____ Dataset excerpts

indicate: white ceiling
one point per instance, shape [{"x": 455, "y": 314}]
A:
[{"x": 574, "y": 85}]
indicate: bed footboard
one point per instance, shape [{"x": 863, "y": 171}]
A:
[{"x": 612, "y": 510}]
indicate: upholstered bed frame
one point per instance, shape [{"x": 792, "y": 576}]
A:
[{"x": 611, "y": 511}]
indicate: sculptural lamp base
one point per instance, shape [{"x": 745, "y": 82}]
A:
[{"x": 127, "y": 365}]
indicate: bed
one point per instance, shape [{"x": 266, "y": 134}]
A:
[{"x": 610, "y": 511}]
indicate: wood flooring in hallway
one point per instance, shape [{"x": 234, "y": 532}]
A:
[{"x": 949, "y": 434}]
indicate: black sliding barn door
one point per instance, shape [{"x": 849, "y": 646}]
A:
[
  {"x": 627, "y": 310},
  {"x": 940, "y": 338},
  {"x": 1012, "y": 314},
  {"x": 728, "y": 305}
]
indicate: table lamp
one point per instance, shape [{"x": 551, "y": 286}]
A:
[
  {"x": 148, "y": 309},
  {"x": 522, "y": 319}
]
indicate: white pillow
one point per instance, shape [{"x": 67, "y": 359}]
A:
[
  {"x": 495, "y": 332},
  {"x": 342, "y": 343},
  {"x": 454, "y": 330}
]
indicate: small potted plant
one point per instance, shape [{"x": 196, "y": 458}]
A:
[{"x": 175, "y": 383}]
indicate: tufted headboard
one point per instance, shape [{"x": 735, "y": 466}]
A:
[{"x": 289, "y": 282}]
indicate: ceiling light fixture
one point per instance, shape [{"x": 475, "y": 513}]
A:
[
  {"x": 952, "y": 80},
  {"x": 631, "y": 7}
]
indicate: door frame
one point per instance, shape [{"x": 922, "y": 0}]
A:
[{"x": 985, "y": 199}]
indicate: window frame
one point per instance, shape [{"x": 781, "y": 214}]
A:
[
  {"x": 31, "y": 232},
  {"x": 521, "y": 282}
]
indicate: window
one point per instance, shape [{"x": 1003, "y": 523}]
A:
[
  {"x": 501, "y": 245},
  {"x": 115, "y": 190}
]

________

Provide the number of lines in the listing where the string "door" is found, and nothing besides.

2